Work to be completed:
From the records below, return every line containing the word "target".

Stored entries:
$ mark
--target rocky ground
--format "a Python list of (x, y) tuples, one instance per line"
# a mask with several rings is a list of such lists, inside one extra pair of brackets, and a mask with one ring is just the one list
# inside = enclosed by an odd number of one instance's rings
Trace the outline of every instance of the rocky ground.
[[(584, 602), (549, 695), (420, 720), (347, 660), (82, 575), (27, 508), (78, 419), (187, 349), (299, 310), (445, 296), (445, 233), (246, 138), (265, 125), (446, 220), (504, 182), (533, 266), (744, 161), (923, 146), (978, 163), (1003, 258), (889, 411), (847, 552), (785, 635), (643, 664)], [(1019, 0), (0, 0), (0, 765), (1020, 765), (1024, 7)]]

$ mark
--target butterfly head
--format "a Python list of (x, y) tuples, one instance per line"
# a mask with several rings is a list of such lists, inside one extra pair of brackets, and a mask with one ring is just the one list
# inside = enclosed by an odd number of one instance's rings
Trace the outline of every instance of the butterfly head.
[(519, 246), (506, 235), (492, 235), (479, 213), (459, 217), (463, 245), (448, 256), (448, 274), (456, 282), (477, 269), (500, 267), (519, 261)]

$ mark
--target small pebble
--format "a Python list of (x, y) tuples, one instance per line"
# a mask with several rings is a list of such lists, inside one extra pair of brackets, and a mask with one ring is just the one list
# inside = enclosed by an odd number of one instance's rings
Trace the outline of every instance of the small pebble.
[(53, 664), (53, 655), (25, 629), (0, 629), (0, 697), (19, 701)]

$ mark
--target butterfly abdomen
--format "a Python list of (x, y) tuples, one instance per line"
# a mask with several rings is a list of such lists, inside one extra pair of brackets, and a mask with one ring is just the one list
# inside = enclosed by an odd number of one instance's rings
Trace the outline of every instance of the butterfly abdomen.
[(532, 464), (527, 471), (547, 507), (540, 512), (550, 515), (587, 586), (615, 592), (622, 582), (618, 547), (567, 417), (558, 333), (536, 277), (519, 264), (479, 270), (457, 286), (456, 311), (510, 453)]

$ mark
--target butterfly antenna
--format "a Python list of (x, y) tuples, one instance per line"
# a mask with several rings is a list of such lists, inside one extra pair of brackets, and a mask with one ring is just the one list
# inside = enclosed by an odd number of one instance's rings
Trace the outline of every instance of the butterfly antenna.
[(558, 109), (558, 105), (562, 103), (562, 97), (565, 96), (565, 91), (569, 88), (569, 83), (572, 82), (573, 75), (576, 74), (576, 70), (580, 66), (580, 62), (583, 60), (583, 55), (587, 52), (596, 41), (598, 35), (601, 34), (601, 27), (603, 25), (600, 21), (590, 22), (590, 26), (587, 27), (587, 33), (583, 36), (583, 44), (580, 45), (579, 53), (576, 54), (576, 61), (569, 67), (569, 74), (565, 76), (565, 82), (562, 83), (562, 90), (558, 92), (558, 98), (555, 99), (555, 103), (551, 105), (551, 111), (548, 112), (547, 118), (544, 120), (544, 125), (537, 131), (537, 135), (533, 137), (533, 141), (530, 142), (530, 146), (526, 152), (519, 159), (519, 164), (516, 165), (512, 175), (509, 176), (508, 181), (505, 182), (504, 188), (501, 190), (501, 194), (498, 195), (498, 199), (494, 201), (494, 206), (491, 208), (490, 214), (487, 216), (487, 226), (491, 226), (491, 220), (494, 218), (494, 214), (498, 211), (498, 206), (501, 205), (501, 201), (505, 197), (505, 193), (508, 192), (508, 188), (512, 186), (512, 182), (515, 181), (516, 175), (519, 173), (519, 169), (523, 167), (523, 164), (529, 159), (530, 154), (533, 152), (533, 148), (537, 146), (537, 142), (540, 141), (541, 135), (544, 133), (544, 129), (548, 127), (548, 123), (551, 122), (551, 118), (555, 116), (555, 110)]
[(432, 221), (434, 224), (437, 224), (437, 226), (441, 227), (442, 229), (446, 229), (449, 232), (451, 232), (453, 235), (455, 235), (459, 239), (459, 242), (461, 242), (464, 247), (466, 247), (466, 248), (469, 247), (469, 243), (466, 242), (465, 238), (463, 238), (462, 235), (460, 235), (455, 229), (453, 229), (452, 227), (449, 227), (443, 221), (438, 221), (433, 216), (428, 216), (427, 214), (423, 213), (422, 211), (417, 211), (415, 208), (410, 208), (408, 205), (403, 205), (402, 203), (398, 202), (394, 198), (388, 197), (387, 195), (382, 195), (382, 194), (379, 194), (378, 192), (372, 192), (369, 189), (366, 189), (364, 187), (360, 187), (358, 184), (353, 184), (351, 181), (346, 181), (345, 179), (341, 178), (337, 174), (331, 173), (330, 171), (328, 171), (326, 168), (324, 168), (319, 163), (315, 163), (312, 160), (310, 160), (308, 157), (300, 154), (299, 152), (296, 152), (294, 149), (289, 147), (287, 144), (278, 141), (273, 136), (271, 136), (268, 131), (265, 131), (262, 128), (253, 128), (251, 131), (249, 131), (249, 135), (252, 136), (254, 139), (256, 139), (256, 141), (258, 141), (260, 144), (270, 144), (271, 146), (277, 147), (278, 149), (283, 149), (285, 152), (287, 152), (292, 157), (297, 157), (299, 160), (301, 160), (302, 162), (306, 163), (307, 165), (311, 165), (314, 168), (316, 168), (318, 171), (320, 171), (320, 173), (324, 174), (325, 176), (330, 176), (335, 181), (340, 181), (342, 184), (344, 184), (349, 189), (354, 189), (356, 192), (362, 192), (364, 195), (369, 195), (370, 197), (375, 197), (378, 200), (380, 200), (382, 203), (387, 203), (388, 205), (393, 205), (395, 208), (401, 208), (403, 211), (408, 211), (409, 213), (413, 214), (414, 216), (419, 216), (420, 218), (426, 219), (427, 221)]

Response below:
--target rocky ground
--target butterfly head
--target small pebble
--target butterfly abdomen
--target butterfly antenna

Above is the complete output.